===== DATA SECTION =====
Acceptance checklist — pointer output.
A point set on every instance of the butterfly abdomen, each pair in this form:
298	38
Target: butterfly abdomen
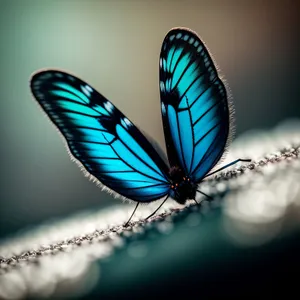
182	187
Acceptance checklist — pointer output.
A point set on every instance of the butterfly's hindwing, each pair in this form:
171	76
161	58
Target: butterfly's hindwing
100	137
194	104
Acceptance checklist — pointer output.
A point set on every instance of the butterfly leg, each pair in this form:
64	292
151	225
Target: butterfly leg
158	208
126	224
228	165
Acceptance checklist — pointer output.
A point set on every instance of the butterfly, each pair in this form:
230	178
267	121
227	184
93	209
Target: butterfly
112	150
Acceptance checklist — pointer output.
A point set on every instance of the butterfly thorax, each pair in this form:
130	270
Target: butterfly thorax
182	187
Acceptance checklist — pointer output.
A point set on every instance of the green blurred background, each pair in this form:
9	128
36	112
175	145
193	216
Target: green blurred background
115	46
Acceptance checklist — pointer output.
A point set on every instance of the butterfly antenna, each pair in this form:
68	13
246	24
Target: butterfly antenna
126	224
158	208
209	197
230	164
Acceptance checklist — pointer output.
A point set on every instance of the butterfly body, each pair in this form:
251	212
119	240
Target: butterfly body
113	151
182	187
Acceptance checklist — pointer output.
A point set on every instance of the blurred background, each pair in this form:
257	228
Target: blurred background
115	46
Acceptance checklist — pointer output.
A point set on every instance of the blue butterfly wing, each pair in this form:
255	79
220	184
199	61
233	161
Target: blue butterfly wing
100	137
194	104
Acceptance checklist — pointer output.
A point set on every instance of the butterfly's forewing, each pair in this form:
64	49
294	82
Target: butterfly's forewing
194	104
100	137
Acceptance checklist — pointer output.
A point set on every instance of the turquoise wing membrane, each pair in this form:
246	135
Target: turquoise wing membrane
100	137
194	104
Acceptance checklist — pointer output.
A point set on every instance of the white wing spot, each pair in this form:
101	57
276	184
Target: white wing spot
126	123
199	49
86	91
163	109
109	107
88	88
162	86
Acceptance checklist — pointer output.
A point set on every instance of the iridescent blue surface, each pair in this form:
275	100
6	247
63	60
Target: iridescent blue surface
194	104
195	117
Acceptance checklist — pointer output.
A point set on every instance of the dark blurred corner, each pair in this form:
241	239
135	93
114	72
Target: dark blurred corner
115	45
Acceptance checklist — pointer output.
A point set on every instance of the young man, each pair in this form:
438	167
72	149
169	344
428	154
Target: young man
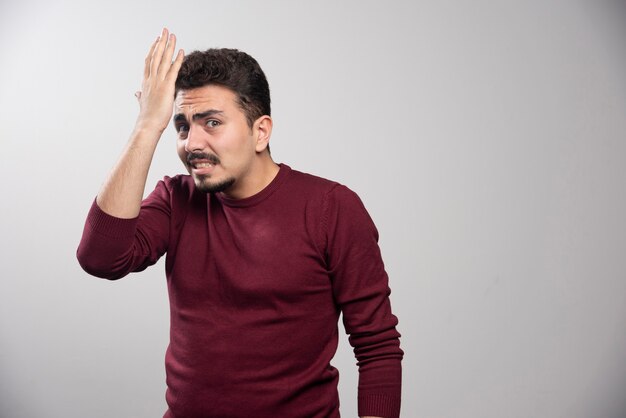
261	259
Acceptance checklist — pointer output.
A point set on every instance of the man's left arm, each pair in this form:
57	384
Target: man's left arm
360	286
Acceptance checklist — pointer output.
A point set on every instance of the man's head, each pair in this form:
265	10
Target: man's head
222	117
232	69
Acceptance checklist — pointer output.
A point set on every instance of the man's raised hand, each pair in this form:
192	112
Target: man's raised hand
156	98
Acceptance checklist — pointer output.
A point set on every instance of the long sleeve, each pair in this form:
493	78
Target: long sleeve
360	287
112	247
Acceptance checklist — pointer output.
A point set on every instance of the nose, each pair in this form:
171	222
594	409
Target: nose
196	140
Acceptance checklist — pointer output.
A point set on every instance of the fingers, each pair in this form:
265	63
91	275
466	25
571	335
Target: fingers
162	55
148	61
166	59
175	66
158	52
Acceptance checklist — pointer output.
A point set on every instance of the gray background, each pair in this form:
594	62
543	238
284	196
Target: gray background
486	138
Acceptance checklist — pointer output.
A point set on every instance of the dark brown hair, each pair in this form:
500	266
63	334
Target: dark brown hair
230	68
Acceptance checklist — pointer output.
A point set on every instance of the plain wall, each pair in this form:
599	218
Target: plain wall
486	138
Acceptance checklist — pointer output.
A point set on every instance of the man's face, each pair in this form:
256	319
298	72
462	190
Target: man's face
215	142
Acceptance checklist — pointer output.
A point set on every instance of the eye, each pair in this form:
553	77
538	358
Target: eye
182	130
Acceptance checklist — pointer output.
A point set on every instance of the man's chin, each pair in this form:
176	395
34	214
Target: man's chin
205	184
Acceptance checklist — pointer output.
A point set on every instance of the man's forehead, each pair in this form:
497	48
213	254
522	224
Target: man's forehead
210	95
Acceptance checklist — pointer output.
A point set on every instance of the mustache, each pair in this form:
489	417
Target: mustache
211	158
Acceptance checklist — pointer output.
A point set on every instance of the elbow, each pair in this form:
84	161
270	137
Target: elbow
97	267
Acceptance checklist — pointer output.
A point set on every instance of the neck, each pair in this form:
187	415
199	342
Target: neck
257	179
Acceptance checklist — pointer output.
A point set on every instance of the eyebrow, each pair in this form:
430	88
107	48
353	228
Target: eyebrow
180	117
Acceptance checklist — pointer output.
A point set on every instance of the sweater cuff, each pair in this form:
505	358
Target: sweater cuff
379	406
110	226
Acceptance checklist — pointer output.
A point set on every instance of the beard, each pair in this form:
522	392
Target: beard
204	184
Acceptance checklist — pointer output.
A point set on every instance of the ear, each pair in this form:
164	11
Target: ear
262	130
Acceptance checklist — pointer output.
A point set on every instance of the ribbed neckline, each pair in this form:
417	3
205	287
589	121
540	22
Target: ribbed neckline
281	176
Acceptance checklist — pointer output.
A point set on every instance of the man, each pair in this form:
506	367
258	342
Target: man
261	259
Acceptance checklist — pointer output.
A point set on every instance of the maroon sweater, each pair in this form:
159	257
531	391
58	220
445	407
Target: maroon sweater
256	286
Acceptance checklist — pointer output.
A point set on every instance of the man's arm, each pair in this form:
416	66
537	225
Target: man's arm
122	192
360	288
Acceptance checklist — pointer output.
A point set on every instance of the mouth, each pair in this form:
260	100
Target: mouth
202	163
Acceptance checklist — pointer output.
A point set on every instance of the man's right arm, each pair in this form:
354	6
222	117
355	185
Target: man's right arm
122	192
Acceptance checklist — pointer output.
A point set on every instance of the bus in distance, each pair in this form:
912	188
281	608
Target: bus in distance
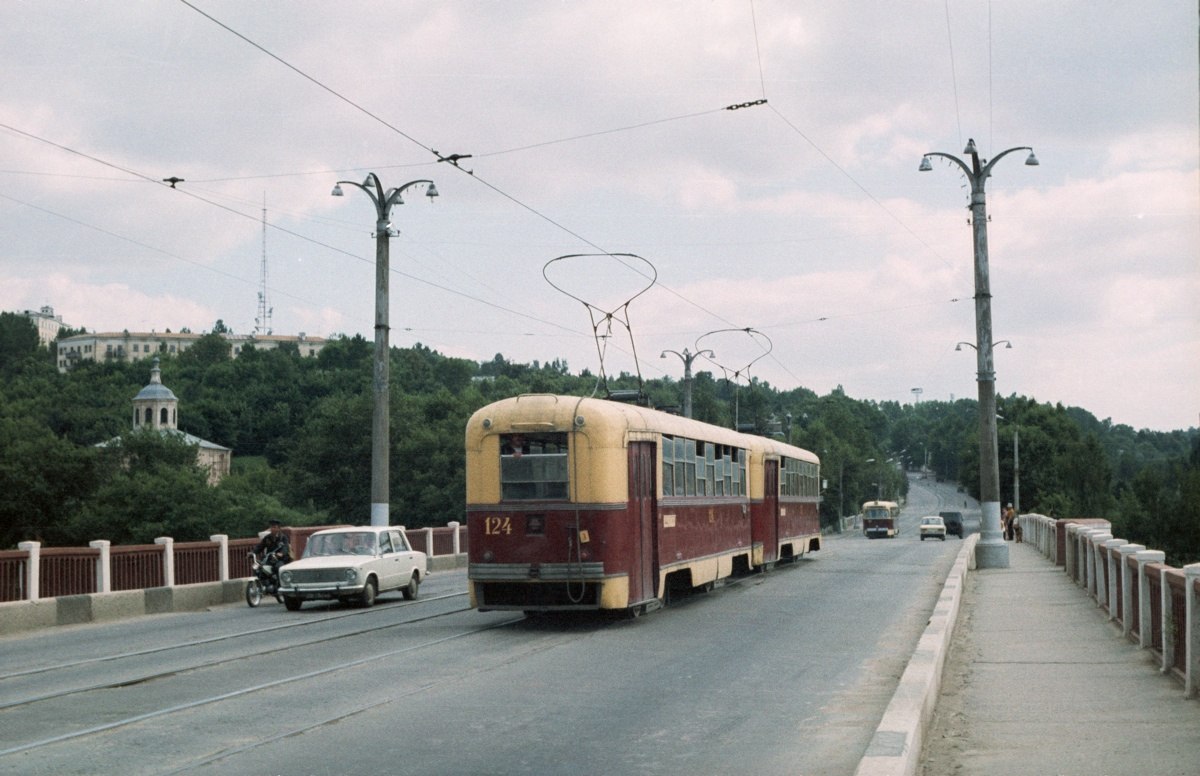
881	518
=====
SHORT TASK |
Pull out every line of the rows above that contains the word "beard", matching case exactly.

TASK RESULT |
A point set on every instance of the beard, each pair in this form:
Target: beard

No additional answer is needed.